(Beginning of Dataset extract)
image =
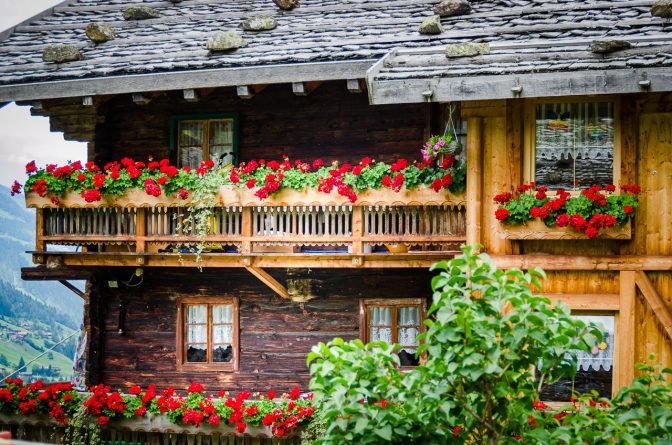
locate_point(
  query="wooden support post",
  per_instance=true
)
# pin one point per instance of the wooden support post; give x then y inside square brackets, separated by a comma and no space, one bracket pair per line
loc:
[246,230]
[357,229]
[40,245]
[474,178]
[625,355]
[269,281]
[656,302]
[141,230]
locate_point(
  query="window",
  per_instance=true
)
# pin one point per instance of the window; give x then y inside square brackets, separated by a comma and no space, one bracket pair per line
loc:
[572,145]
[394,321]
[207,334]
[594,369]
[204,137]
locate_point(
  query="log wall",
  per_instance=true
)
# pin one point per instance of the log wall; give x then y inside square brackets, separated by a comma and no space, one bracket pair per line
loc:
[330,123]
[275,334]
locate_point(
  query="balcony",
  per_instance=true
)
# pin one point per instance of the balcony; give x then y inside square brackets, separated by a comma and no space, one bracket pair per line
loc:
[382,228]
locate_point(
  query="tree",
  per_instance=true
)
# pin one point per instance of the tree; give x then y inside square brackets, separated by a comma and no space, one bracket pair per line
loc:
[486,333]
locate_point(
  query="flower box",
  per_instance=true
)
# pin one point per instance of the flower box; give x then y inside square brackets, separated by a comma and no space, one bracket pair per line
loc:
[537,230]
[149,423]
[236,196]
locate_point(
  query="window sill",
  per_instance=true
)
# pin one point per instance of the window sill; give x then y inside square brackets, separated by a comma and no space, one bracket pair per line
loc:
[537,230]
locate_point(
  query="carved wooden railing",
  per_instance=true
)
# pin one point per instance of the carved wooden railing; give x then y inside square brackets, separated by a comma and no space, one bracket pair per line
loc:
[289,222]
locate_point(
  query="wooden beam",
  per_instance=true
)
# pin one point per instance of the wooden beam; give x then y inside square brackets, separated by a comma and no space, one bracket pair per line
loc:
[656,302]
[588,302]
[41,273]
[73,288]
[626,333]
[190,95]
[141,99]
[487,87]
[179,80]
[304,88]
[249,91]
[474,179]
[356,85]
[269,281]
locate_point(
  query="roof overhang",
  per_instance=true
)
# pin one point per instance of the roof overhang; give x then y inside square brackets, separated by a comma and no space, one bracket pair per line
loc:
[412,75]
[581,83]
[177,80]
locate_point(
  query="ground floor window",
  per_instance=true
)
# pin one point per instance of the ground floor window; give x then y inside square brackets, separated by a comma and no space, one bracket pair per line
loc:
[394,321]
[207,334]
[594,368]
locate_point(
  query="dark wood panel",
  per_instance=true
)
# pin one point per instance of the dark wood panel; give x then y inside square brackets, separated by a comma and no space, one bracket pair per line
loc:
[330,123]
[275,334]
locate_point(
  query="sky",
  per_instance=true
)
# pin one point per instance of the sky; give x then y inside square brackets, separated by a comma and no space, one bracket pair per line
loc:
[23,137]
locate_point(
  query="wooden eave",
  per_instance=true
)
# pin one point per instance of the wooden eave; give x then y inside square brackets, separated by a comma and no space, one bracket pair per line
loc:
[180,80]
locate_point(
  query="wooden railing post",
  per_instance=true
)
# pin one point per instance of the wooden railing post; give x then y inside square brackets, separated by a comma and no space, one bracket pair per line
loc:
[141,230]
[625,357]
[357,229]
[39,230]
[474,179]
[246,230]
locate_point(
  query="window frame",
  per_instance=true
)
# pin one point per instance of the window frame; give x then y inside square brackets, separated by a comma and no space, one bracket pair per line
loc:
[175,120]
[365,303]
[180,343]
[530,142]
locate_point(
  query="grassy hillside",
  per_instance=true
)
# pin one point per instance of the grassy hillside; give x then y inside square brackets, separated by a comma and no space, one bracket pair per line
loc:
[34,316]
(End of Dataset extract)
(Beginning of Dataset extract)
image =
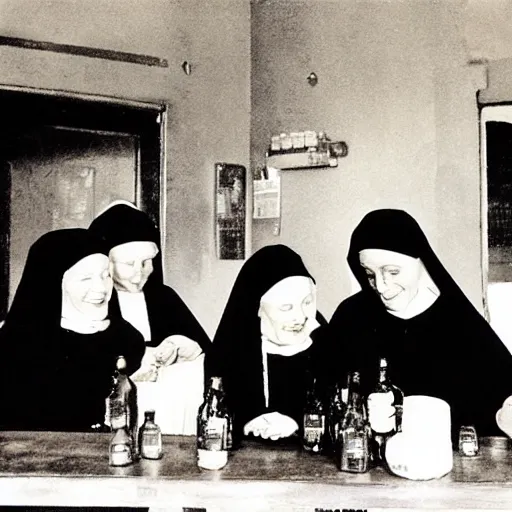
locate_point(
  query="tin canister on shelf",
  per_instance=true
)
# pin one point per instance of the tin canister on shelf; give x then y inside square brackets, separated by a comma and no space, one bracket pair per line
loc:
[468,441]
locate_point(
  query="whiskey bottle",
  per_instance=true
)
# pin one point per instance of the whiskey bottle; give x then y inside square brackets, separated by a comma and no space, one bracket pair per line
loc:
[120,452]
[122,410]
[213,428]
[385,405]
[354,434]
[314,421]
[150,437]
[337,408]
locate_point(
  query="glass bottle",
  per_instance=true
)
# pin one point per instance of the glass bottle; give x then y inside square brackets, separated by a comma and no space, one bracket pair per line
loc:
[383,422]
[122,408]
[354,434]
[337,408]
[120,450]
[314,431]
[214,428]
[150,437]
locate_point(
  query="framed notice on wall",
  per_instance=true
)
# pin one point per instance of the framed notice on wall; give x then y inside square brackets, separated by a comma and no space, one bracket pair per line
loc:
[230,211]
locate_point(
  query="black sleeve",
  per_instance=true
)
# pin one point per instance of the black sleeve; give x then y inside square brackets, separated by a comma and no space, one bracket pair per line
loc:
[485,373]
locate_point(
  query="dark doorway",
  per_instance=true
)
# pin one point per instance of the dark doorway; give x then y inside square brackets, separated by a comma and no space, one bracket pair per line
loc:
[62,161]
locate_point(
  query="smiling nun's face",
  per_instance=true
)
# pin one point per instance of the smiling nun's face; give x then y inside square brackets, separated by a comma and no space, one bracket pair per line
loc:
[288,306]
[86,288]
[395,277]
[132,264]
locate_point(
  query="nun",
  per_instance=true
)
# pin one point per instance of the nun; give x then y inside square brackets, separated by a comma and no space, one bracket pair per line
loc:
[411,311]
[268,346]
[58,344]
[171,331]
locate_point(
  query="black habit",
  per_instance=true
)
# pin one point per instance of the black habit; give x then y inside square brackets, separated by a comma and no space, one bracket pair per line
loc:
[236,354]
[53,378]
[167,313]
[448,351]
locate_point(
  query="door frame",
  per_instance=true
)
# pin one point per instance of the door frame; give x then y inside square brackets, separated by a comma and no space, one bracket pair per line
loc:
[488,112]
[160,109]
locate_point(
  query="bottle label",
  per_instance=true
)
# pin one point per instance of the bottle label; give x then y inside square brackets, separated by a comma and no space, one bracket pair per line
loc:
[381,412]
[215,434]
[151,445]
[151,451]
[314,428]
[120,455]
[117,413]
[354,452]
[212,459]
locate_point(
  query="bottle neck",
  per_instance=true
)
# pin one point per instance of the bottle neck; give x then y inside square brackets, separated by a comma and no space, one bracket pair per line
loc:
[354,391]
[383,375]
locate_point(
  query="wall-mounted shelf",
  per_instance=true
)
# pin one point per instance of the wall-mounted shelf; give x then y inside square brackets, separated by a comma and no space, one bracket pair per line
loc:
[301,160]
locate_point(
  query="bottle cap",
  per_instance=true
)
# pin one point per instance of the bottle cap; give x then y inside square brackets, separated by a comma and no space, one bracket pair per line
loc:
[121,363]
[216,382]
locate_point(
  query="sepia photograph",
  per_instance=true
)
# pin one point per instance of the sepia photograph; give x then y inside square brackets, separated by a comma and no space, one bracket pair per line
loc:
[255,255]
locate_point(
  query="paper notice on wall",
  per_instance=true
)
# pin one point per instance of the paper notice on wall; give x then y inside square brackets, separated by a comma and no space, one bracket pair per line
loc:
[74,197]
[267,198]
(End of Dataset extract)
(Beginning of Dataset extract)
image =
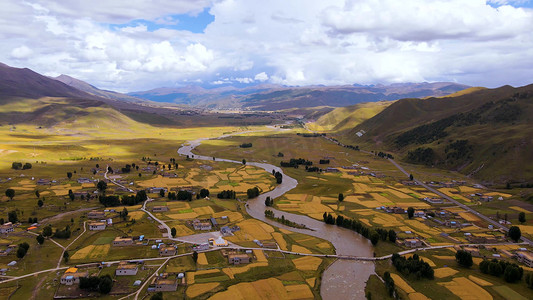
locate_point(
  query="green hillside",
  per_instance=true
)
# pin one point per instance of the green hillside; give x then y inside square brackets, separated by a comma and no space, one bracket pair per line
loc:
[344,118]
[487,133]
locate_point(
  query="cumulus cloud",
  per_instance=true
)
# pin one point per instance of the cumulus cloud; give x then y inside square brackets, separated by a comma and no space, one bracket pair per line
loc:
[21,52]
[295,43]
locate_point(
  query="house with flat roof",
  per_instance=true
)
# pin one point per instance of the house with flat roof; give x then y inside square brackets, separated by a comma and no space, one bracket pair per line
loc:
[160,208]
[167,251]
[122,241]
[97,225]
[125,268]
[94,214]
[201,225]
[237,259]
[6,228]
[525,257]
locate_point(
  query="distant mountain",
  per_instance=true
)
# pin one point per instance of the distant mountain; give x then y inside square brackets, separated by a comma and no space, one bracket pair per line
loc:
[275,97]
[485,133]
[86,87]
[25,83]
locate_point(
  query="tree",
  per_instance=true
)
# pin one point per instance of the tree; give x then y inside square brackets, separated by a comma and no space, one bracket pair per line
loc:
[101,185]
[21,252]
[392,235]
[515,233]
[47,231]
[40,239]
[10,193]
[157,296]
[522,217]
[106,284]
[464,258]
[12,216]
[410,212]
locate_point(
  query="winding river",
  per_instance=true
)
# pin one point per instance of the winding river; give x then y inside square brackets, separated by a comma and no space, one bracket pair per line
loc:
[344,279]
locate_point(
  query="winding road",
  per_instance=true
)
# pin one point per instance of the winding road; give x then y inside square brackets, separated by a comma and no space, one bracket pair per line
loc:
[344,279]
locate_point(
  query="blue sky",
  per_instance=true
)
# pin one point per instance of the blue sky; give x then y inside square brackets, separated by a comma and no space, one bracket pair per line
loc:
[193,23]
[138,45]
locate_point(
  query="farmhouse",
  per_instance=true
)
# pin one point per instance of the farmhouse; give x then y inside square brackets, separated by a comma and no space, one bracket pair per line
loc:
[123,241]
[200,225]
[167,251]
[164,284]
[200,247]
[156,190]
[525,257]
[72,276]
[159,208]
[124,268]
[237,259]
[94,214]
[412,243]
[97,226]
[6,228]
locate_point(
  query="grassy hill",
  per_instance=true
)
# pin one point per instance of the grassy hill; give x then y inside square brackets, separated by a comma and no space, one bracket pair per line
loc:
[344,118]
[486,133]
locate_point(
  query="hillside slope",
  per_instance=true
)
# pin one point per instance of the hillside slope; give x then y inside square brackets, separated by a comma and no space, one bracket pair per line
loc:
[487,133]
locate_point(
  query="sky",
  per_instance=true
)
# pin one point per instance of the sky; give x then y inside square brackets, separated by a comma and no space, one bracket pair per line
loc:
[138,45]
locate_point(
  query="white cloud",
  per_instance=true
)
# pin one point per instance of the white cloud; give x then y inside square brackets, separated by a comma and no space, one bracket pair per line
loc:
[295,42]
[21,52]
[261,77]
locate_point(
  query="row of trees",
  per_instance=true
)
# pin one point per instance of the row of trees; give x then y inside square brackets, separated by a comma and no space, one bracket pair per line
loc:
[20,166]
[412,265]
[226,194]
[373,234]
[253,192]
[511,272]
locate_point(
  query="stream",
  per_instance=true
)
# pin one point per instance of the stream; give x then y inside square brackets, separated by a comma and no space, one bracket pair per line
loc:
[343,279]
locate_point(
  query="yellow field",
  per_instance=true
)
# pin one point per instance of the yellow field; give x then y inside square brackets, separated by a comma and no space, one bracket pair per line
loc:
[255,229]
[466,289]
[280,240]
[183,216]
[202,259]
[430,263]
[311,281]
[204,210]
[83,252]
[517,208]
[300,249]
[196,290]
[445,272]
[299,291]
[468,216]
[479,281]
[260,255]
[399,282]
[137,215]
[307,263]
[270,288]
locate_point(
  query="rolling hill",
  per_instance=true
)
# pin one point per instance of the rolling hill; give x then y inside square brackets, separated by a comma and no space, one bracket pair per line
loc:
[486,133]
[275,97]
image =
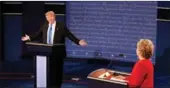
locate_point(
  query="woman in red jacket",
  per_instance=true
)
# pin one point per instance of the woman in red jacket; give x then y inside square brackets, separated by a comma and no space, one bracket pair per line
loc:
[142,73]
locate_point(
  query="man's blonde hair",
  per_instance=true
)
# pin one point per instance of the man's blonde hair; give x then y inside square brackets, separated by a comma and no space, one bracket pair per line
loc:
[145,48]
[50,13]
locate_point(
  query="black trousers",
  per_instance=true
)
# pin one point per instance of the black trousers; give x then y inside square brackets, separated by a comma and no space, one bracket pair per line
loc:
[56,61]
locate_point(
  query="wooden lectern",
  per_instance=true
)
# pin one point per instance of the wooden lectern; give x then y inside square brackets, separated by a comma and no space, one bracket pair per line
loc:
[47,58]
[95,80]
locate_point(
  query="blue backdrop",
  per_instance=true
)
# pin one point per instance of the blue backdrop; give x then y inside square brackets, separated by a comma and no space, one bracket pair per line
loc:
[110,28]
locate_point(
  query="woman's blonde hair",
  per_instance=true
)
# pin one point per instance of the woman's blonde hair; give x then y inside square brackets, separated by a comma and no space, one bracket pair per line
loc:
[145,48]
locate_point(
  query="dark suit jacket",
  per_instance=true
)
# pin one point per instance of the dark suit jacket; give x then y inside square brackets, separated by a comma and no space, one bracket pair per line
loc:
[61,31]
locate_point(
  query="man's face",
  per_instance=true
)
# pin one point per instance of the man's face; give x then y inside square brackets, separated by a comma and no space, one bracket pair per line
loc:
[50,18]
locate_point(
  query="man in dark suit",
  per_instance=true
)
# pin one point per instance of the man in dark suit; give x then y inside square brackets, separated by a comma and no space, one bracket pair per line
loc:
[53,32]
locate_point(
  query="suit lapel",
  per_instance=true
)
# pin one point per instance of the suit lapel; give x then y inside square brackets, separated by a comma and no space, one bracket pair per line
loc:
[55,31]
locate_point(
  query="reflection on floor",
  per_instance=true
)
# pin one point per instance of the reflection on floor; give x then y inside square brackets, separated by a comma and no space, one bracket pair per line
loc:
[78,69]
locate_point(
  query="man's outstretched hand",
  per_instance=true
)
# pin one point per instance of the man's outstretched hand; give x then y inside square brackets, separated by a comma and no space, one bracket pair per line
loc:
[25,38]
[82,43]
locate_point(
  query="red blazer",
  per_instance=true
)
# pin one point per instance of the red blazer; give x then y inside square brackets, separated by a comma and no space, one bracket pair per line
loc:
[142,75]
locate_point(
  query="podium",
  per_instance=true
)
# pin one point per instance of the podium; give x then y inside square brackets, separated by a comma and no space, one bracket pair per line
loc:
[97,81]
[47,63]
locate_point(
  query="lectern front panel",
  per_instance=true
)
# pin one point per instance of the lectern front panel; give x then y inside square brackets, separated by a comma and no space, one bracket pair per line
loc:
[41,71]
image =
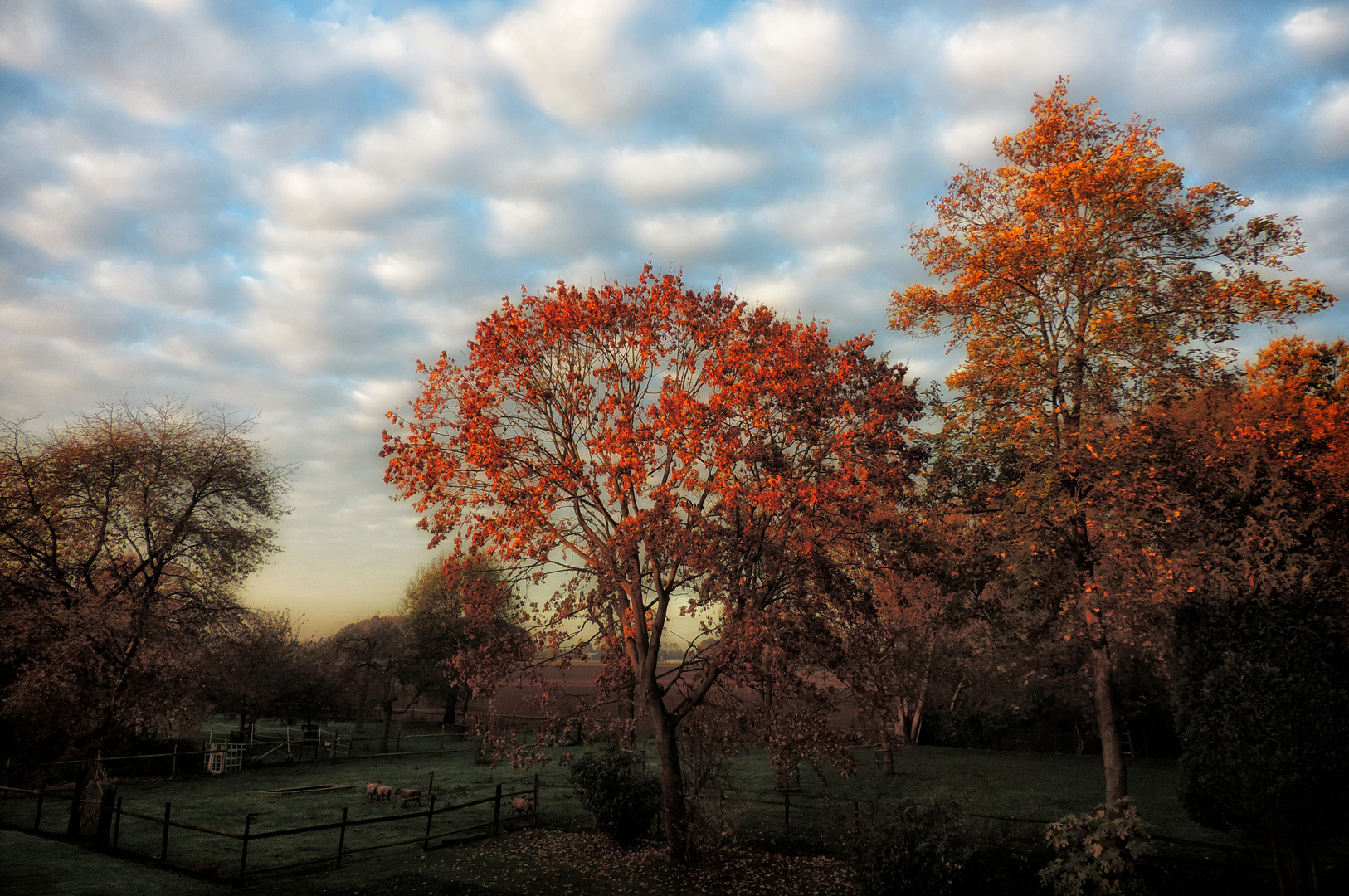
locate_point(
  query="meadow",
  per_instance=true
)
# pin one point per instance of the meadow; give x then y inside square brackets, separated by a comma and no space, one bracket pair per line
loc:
(End of Dataset extract)
→ Exercise: Each line of the entries where the string "sleeve" occurs should be shown.

→ Exercise solution:
  query="black sleeve",
# pin one point per instance of the black sleeve; give x then y inside square brackets, separated by a comma and no space, one bracket pair per line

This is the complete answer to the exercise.